QUOTED PASSAGE >>
********

Rust, we always see it in Florida, especially if you live at the edge of a
swamp like I do.
However if you don't wait until the steel has completely crumbled into rust
flakes , so it is just brown and fairly smooth, there is a great class of
products to remove the rust and not precipitate an insulating coating one is
not seeking on an electrical connection.(I don't use "Naval Jelly") Go to
your local GUN SHOP, and get bluing and rust remover. it is a clear liquid
and devolves the rust so it and the liquid residue can be just wiped away.
(Follow directions on the bottle.) I spread it on with a "Q-TIP" or an
artists brush. As a fairly long term protectant, I use "Kiwi brand Mink
Oil" Neutral boot wax product. It lasts for a year or two even on things you
handle, I use it on the outside of my shotgun. it stops sweaty fingerprints
from showing up as brown ovals...
On electrical connections , especially on aluminum to copper split bolt
splices I used Vasoline and had no corrosion after 16 years in a plastic box
with a screwed on gasketed lid mounted outside in the weather. at my last
house. Hopefully my success can guide you ...

********

RECORD LIST >>
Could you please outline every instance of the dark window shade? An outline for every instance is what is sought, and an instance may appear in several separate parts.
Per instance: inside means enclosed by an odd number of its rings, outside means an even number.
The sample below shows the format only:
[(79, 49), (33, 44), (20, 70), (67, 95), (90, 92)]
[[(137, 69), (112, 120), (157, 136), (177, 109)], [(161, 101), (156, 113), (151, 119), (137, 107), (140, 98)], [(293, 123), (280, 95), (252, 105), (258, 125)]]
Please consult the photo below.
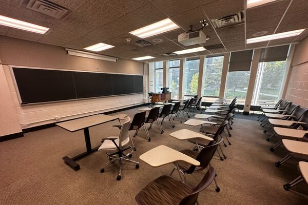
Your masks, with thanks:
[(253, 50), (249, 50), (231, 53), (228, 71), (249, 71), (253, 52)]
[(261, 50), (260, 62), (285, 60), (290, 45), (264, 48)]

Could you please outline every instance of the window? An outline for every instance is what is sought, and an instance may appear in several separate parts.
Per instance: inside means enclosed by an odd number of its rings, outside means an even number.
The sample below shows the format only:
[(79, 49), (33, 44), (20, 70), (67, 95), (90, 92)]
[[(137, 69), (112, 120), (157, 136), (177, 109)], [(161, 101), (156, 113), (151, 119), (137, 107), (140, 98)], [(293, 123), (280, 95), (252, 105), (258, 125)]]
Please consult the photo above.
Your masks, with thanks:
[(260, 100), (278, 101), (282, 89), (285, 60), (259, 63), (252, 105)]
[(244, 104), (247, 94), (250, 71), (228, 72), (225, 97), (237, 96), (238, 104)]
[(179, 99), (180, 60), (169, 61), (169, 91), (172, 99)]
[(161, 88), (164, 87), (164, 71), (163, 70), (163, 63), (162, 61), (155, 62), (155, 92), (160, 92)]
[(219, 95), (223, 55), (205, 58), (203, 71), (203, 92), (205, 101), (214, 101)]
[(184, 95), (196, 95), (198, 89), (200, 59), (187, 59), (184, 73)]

********

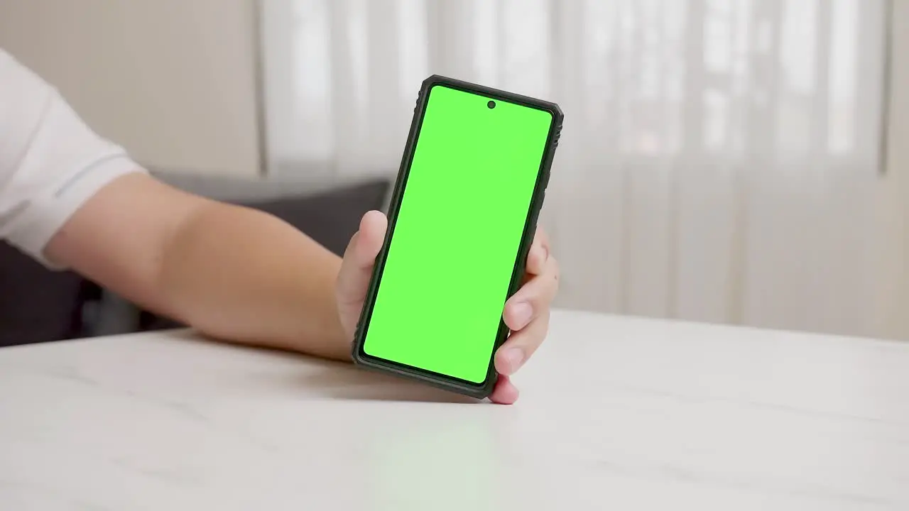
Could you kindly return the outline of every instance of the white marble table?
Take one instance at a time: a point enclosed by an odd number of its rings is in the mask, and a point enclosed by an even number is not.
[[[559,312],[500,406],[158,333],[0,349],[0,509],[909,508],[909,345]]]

********

EXERCISES >>
1. Does each statement agree with the forum post on rust? Answer yes or no for each, and quote the deciding words from the post.
(a) The writer buys the clear rust-removing liquid at a hardware store.
(b) The boot wax protectant lasts a year or two, even on things that get handled.
(c) Vaseline on the aluminum-to-copper splices left no corrosion after 16 years.
2. Print the stretch of the forum post on rust from "Rust, we always" through "just wiped away.".

ANSWER LIST >>
1.
(a) No: "Go to your local GUN SHOP, and get bluing and rust remover."
(b) Yes: "It lasts for a year or two even on things you handle"
(c) Yes: "I used Vasoline and had no corrosion after 16 years"

2.
Rust, we always see it in Florida, especially if you live at the edge of a
swamp like I do.
However if you don't wait until the steel has completely crumbled into rust
flakes , so it is just brown and fairly smooth, there is a great class of
products to remove the rust and not precipitate an insulating coating one is
not seeking on an electrical connection.(I don't use "Naval Jelly") Go to
your local GUN SHOP, and get bluing and rust remover. it is a clear liquid
and devolves the rust so it and the liquid residue can be just wiped away.